**Required work**
Copy out the records below exactly as they appear.

__________

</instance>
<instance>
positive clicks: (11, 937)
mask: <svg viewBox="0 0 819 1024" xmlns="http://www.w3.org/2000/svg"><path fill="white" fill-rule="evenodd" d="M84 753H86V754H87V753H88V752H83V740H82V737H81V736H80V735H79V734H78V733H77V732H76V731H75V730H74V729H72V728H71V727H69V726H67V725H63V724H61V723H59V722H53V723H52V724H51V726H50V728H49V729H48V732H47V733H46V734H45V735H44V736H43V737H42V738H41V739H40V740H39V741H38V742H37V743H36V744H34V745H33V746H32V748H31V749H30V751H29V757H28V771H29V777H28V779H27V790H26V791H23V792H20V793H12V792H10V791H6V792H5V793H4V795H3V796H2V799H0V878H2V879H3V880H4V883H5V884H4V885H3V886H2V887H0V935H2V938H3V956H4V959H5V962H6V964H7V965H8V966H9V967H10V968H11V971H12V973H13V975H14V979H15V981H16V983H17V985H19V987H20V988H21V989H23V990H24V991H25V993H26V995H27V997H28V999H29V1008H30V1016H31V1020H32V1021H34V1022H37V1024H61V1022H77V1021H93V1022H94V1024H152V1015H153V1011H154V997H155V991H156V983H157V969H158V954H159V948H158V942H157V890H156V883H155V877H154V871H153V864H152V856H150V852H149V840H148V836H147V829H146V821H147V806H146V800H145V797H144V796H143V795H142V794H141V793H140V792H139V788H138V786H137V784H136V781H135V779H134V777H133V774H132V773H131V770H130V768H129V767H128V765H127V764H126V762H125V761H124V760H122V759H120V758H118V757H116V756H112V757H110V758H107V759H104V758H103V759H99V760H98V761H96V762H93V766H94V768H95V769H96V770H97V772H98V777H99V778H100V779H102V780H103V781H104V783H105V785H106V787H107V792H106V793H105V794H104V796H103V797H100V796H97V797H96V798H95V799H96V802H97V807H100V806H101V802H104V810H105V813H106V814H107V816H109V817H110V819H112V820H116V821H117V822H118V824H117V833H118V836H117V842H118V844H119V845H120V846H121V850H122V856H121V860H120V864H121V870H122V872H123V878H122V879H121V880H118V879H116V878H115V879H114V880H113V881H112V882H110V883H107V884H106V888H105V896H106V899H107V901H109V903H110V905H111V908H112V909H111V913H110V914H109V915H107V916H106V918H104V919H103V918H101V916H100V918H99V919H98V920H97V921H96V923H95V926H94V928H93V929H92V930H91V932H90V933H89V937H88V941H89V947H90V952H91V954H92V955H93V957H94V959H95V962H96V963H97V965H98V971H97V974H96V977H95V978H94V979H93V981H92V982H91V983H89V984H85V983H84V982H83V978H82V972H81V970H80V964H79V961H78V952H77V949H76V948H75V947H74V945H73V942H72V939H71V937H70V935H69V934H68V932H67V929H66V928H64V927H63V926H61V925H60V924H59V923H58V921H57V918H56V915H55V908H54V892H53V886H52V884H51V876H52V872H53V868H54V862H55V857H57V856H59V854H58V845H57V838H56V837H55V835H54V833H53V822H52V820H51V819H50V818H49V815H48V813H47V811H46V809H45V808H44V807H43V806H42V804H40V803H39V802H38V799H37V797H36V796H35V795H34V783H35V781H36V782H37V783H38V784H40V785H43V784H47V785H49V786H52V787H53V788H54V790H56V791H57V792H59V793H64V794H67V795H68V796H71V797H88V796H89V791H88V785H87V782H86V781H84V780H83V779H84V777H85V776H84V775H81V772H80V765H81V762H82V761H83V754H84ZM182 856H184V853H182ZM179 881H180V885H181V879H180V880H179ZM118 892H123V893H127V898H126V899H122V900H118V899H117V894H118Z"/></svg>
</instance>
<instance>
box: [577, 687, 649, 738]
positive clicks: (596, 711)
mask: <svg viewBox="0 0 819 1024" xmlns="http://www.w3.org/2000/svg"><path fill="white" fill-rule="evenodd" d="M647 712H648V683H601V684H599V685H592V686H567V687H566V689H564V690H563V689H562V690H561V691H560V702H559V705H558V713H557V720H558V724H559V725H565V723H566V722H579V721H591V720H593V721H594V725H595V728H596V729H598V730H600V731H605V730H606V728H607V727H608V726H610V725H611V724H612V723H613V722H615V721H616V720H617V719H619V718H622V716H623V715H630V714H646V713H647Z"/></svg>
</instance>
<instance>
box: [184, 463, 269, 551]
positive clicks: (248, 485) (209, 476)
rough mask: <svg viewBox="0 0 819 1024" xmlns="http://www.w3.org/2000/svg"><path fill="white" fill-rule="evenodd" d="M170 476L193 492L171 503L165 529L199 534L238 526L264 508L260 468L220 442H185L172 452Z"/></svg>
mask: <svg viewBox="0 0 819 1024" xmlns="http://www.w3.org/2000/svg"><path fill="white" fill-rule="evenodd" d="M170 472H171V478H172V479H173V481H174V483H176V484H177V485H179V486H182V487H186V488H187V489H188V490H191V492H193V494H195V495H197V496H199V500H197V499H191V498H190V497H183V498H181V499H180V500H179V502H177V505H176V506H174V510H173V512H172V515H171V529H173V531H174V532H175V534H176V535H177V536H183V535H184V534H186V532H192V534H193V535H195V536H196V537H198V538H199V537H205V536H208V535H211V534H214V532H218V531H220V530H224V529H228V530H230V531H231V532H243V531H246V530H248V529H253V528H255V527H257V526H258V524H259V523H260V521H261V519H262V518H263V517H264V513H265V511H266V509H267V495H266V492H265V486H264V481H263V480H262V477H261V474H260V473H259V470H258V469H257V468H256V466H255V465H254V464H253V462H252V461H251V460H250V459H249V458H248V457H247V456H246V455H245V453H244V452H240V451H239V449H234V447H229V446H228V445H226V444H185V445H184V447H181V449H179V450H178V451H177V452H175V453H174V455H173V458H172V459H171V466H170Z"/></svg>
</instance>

__________

**Completed exercise**
</instance>
<instance>
positive clicks: (11, 937)
mask: <svg viewBox="0 0 819 1024" xmlns="http://www.w3.org/2000/svg"><path fill="white" fill-rule="evenodd" d="M84 753H86V754H87V753H88V752H83V740H82V737H81V736H80V735H79V734H78V733H77V732H76V731H75V730H74V729H72V728H71V727H69V726H67V725H63V724H61V723H59V722H53V723H52V724H51V726H50V728H49V729H48V732H47V733H46V734H45V735H44V736H43V737H42V738H41V739H40V740H39V741H38V742H37V743H36V744H34V745H33V746H32V748H31V749H30V751H29V757H28V771H29V777H28V779H27V790H26V791H23V792H20V793H12V792H10V791H6V792H5V793H4V795H3V796H2V799H0V878H2V879H3V880H4V883H5V884H4V885H3V886H2V887H0V935H2V938H3V956H4V959H5V962H6V964H7V965H8V966H9V967H10V968H11V971H12V973H13V975H14V979H15V981H16V983H17V985H19V987H20V988H21V989H23V990H24V991H25V993H26V995H27V997H28V999H29V1008H30V1016H31V1020H32V1021H34V1022H37V1024H61V1022H77V1021H93V1022H94V1024H152V1015H153V1011H154V997H155V991H156V983H157V969H158V954H159V948H158V942H157V890H156V883H155V877H154V871H153V864H152V856H150V852H149V840H148V836H147V829H146V821H147V806H146V800H145V797H144V796H143V795H142V794H141V793H140V792H139V788H138V786H137V784H136V781H135V779H134V777H133V774H132V773H131V770H130V768H129V767H128V765H127V764H126V762H125V761H124V760H122V759H120V758H118V757H116V756H112V757H110V758H107V759H104V758H103V759H99V760H98V761H96V762H93V766H94V768H95V769H96V770H97V772H98V777H99V778H100V779H102V780H103V781H104V783H105V785H106V787H107V792H106V793H105V794H104V796H103V797H100V796H97V797H96V798H95V799H96V802H97V807H100V806H101V802H104V810H105V813H106V814H107V816H109V817H110V819H112V820H116V821H117V822H118V824H117V833H118V836H117V842H118V844H119V845H120V846H121V850H122V856H121V860H120V864H121V870H122V872H123V878H122V879H121V880H118V879H116V878H115V879H114V880H113V881H112V882H110V883H107V884H106V888H105V896H106V899H107V901H109V903H110V905H111V908H112V909H111V913H110V914H109V915H107V916H106V918H104V919H103V918H101V916H100V918H99V919H98V920H97V921H96V923H95V926H94V928H93V929H92V930H91V932H90V933H89V937H88V941H89V947H90V952H91V954H92V955H93V957H94V959H95V962H96V963H97V965H98V971H97V974H96V977H95V978H94V979H93V981H92V982H91V983H89V984H85V983H84V982H83V978H82V972H81V970H80V964H79V961H78V952H77V949H76V948H75V947H74V945H73V942H72V939H71V937H70V935H69V934H68V932H67V929H66V928H64V927H63V926H61V925H60V924H59V923H58V921H57V918H56V915H55V908H54V892H53V886H52V884H51V876H52V872H53V868H54V862H55V857H57V856H59V854H58V845H57V838H56V837H55V835H54V833H53V822H52V820H51V819H50V818H49V815H48V813H47V811H46V809H45V808H44V807H43V806H42V804H40V803H39V802H38V799H37V797H36V796H35V795H34V783H35V781H36V782H37V783H38V784H40V785H43V784H47V785H49V786H52V787H53V788H54V790H56V791H57V792H59V793H64V794H67V795H68V796H71V797H88V796H89V791H88V785H87V782H86V781H84V780H83V779H84V777H85V776H84V775H81V772H80V765H81V762H82V761H83V754H84ZM182 856H184V853H182ZM179 881H180V885H181V879H180V880H179ZM118 892H123V893H127V898H126V899H122V900H118V899H117V894H118Z"/></svg>
</instance>
<instance>
box: [577, 687, 649, 738]
positive clicks: (596, 711)
mask: <svg viewBox="0 0 819 1024" xmlns="http://www.w3.org/2000/svg"><path fill="white" fill-rule="evenodd" d="M647 712H648V683H601V684H599V685H592V686H567V687H566V689H564V690H563V689H562V690H561V691H560V702H559V705H558V713H557V720H558V724H559V725H565V723H566V722H579V721H591V720H593V721H594V725H595V728H596V729H598V730H600V731H605V730H606V728H607V727H608V726H610V725H611V724H612V723H613V722H615V721H616V720H617V719H619V718H622V716H623V715H630V714H646V713H647Z"/></svg>
</instance>
<instance>
box: [184, 463, 269, 551]
positive clicks: (248, 485) (209, 476)
rough mask: <svg viewBox="0 0 819 1024" xmlns="http://www.w3.org/2000/svg"><path fill="white" fill-rule="evenodd" d="M170 476L193 492L171 503L165 529L199 534L238 526L264 508L260 468L220 442H185L172 452Z"/></svg>
mask: <svg viewBox="0 0 819 1024" xmlns="http://www.w3.org/2000/svg"><path fill="white" fill-rule="evenodd" d="M170 472H171V478H172V479H173V481H174V483H176V484H177V485H179V486H182V487H186V488H187V489H188V490H191V492H193V494H195V495H197V496H199V500H197V499H191V498H190V497H183V498H181V499H180V500H179V502H177V505H176V506H174V510H173V512H172V515H171V529H173V531H174V532H175V534H176V535H177V536H183V535H184V534H186V532H192V534H193V535H195V536H196V537H198V538H199V537H205V536H208V535H211V534H214V532H218V531H220V530H224V529H228V530H230V531H231V532H243V531H246V530H248V529H253V528H255V527H257V526H258V524H259V523H260V521H261V519H262V518H263V517H264V513H265V511H266V509H267V495H266V492H265V486H264V481H263V480H262V477H261V474H260V473H259V470H258V469H257V468H256V466H255V465H254V464H253V462H252V461H251V460H250V459H249V458H248V457H247V456H246V455H245V453H244V452H240V451H239V449H234V447H229V446H228V445H226V444H185V445H184V447H181V449H179V450H178V451H177V452H175V453H174V455H173V458H172V459H171V466H170Z"/></svg>
</instance>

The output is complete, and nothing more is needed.